Records for this exercise Start Marker

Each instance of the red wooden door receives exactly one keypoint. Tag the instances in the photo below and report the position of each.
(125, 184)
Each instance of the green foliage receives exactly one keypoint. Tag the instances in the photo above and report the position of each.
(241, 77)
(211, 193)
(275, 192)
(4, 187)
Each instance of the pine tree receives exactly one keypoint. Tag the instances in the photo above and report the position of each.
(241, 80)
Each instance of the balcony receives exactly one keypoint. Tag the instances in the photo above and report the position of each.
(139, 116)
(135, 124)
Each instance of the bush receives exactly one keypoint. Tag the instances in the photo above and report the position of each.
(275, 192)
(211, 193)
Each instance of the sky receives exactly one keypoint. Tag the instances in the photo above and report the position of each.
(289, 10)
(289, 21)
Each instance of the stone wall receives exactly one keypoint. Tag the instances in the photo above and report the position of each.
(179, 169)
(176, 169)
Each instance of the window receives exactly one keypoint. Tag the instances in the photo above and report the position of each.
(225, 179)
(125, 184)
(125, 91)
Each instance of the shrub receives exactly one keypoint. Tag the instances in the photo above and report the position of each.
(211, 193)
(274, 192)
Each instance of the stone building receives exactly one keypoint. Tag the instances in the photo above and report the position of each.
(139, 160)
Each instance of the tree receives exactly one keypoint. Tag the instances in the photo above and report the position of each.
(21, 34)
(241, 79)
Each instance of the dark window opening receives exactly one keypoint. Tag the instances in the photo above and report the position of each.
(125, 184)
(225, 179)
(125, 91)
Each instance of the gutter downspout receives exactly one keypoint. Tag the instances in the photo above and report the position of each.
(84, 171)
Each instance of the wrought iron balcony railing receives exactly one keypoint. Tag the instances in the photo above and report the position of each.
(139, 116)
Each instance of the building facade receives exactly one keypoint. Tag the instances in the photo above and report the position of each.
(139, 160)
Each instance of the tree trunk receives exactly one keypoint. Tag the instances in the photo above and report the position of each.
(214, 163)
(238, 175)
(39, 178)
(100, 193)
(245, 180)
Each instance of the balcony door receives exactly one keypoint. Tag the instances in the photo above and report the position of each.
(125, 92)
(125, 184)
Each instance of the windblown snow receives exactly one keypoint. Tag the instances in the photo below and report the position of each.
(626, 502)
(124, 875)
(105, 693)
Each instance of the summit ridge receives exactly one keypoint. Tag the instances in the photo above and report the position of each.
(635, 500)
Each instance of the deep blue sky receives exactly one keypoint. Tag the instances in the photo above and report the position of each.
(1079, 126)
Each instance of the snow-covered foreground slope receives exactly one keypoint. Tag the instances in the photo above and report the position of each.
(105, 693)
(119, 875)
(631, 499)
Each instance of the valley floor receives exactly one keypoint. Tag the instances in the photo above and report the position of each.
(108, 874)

Records for this exercise End Marker

Your objective: Your answer should repeat every entry exactly.

Solved exercise:
Each instance of the red wooden door receives exactly one keypoint. Tag the instances in the photo below and report the position of each.
(125, 184)
Each instance of the green foliage receives exactly one keypoint. Tag the instances in the photo above and report the position of each.
(241, 77)
(211, 193)
(275, 192)
(4, 187)
Each instance of the pine tree receives exactly one keypoint. Tag the instances in the photo above and report the position of each.
(241, 80)
Each instance of the balcony receives exactly one keypoint. Tag the instances in the photo above and report the position of each.
(139, 116)
(135, 124)
Each instance of the bush receives exactly one keypoint. Tag the instances in the photo above and report the position of each.
(275, 192)
(211, 193)
Each instance of the sky receives exactly one keypoint. Tag the instances in the photo above and report the position of each.
(289, 10)
(289, 21)
Each instance of the stone wall receives exactly one keypoint. Tag the instances in the photo above and report the position of each.
(179, 169)
(176, 169)
Each instance of the window receives exactly one keypoint. Tag the instances in the photo above and report the position of each.
(225, 179)
(125, 184)
(125, 91)
Each instance of the shrub receives exactly one keypoint. Tag the instances in the photo above and report the position of each.
(211, 193)
(274, 192)
Each instance of the stone building receives exactly one keypoint. Tag the instances in the photo above and report the position of each.
(139, 160)
Each instance of the tree receives exactly one keypoint. Tag the instances in the photo above and report the position of each.
(21, 34)
(241, 79)
Each instance of the dark window opening receives exactly one keypoint. Tag the instances in the photo above and report the position of each.
(125, 184)
(225, 179)
(125, 91)
Each instance of the gutter downspout receives exactly one keypoint. Tag the instances in the photo above and report the position of each.
(84, 171)
Each instance of the wrought iron balcony railing receives exactly one keypoint. Tag the instances in the photo above and report the position of each.
(139, 116)
Each instance of the building facade receives exactly one keypoint. Tag the instances in the photo above and report the position of each.
(139, 160)
Each instance of the tree trunk receives exactly one keypoint. Tag the instances in the photo above and report the position of each.
(214, 163)
(238, 175)
(39, 178)
(100, 193)
(245, 180)
Each instance of the balcony door receives exactly one keypoint. Tag the instances in the photo above and report the position of each.
(125, 92)
(125, 184)
Each instance of the windblown snow receives exactly one keypoint. Tag the instances in the photo below and report the position of each.
(626, 502)
(124, 875)
(105, 693)
Each instance of the summit ridge receives exactly one keypoint. Tag the instances in the photo above and report the position of each.
(635, 500)
Each instance of the deep blue sky receives exactly one keypoint. Tag the instances in the photo above and report the position of each.
(1079, 126)
Each instance of the snow-covered foreground slope receives exactly one keypoint. Tag the instances in the photo above and report the position of each.
(105, 693)
(119, 875)
(631, 499)
Each instance of the valley floor receives exactly one keypoint. Tag the instances in the photo above and report the position of each.
(108, 874)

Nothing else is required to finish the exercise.